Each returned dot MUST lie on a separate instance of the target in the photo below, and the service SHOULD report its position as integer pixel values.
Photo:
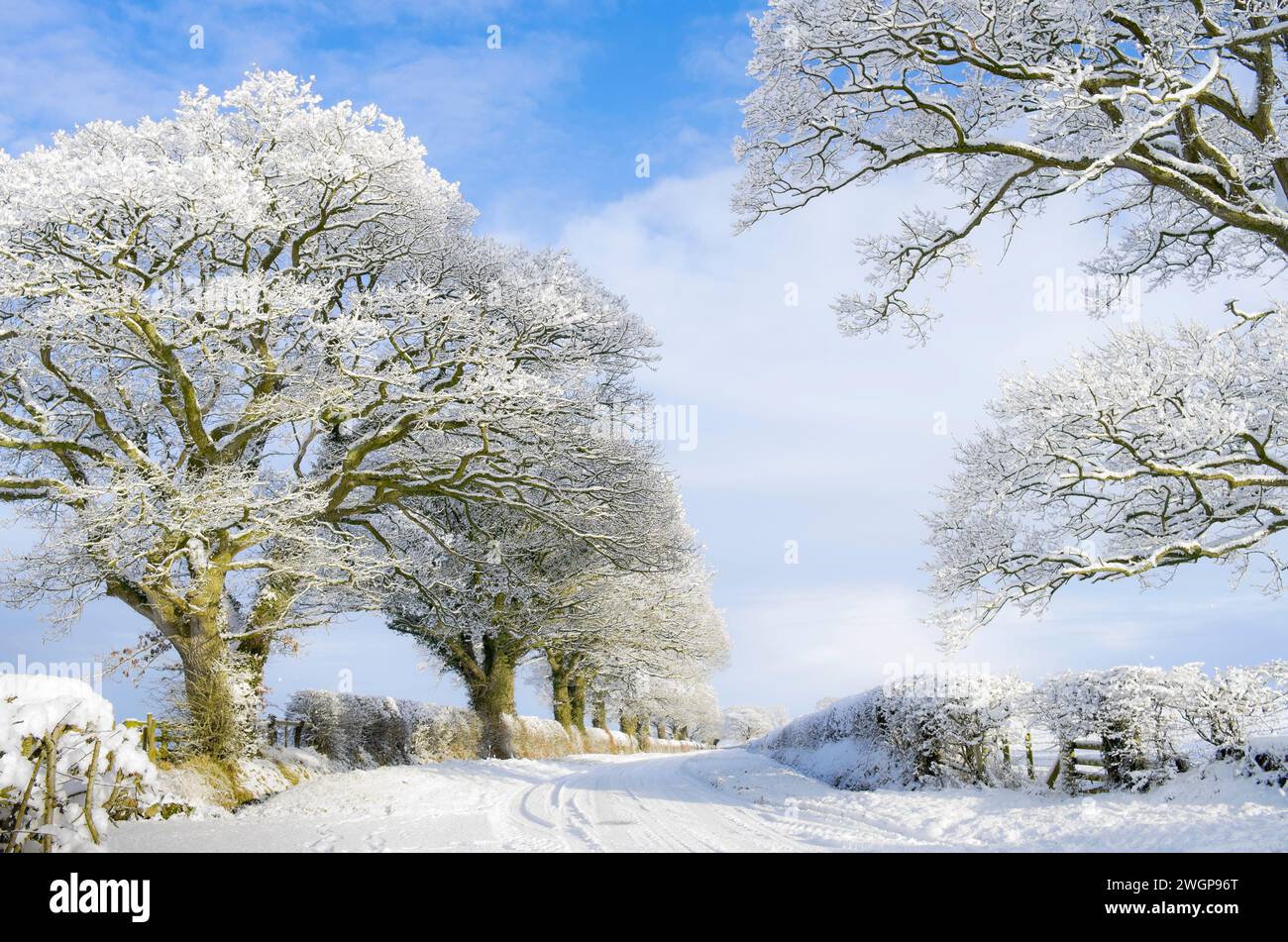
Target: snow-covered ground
(729, 799)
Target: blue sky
(802, 435)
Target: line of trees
(256, 370)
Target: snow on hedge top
(34, 705)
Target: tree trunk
(578, 700)
(490, 690)
(220, 692)
(559, 690)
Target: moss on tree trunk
(578, 700)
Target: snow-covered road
(729, 799)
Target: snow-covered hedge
(960, 730)
(921, 730)
(382, 731)
(1128, 708)
(65, 769)
(535, 738)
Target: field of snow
(728, 799)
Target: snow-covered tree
(1171, 113)
(235, 340)
(1141, 455)
(1150, 450)
(745, 723)
(494, 585)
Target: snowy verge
(369, 731)
(719, 799)
(213, 789)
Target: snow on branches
(243, 345)
(65, 770)
(1172, 113)
(1136, 456)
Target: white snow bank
(67, 773)
(1146, 723)
(724, 799)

● ● ● ●

課題: 上の記録をすべて、「snow-covered」を「ice-covered」に入れ替え、ほかは一切変えずに書き直してください。画像は答えに含めないでください。

結果:
Each returned dot MUST lie on a separate instance of the target in the photo below, and the service SHOULD report its position as integer pixel values.
Photo:
Target: ice-covered ground
(729, 799)
Target: blue sky
(802, 435)
Target: line of trees
(256, 370)
Target: snow on hedge top
(34, 705)
Target: tree trunk
(578, 700)
(490, 690)
(220, 692)
(559, 690)
Target: moss on tree trunk
(578, 700)
Target: ice-covered road
(729, 799)
Target: ice-covered hedge
(960, 730)
(921, 730)
(382, 731)
(1128, 708)
(65, 769)
(535, 738)
Target: field of snow
(728, 799)
Target: ice-covered tree
(1171, 113)
(235, 340)
(1141, 455)
(1150, 450)
(745, 723)
(494, 585)
Target: snowy verge
(369, 731)
(719, 799)
(213, 789)
Target: snow on branches
(243, 345)
(65, 770)
(1172, 113)
(1136, 456)
Target: white snow bank
(67, 773)
(1146, 723)
(724, 799)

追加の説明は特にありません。